Required work:
Starting with the line below that contains "For the dataset, pick out the chair" and continuing through the final line, give only those lines as a numbered list, leaving out any blank lines.

+++ Data provided +++

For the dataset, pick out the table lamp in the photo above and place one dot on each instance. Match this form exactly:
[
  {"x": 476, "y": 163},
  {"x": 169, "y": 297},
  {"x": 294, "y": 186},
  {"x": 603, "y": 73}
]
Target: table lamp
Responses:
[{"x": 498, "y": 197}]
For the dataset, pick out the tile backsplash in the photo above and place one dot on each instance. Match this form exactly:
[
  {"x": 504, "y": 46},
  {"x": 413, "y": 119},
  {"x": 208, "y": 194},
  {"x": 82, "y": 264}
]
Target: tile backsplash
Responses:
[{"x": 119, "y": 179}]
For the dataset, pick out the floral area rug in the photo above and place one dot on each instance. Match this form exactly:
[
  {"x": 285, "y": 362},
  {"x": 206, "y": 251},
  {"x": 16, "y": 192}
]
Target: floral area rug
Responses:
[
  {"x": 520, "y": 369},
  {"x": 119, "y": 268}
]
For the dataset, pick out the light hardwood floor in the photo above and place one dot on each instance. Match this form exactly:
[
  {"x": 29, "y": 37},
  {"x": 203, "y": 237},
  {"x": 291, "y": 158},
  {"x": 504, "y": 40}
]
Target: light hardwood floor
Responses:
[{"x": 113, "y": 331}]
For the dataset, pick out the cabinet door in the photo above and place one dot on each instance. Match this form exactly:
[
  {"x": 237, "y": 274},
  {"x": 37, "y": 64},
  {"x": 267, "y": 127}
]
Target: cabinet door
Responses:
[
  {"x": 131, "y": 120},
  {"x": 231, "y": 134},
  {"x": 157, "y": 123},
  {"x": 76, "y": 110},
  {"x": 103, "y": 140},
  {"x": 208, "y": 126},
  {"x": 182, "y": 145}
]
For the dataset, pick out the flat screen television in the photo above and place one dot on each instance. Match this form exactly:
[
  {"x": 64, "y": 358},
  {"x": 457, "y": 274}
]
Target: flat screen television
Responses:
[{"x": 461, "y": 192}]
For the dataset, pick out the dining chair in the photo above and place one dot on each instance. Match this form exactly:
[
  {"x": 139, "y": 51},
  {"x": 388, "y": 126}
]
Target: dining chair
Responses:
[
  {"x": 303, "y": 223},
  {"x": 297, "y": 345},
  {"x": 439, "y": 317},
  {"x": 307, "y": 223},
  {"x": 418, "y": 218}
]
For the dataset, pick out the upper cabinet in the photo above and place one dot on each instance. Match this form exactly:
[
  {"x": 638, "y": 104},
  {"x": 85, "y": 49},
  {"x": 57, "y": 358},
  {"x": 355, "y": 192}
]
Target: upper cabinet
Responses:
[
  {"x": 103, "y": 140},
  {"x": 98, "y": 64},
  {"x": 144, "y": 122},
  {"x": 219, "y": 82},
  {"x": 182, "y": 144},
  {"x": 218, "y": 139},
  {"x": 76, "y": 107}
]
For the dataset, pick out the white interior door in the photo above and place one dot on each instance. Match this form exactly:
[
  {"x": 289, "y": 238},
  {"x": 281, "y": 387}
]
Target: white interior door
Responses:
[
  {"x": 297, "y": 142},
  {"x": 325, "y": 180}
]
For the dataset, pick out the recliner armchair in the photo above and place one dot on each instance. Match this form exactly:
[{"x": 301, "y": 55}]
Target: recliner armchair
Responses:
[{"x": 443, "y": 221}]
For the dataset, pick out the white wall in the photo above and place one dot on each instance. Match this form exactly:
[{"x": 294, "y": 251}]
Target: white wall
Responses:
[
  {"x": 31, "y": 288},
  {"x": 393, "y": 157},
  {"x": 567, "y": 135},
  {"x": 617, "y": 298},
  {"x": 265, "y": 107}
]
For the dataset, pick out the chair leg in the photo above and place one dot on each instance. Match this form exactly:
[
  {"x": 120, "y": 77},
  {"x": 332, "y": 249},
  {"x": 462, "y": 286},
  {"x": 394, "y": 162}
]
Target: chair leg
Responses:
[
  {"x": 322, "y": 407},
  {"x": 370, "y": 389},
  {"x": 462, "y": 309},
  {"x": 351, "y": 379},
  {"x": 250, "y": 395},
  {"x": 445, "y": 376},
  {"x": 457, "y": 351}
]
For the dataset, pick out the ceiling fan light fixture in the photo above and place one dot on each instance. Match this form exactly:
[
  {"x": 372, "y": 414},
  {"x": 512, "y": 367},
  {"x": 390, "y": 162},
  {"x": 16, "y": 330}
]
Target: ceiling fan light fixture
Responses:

+++

Answer to this exercise:
1. For the dataset, pick out the chair leg in the photo above and place one dot on each instance. Match this form exactly:
2. [
3.   {"x": 120, "y": 77},
4.   {"x": 332, "y": 249},
5.   {"x": 462, "y": 286},
6.   {"x": 394, "y": 162}
7. ]
8. Target: chair leg
9. Responses:
10. [
11.   {"x": 322, "y": 407},
12.   {"x": 370, "y": 389},
13.   {"x": 462, "y": 309},
14.   {"x": 351, "y": 379},
15.   {"x": 250, "y": 395},
16.   {"x": 445, "y": 376},
17.   {"x": 457, "y": 351}
18. ]
19. For the dataset, pick out the ceiling fan light fixture in the photo above and place one dot on each instance. Match this form exactly:
20. [
21.   {"x": 372, "y": 414},
22.   {"x": 512, "y": 367},
23.   {"x": 390, "y": 162},
24.   {"x": 16, "y": 330}
25. ]
26. Target: ceiling fan light fixture
27. Responses:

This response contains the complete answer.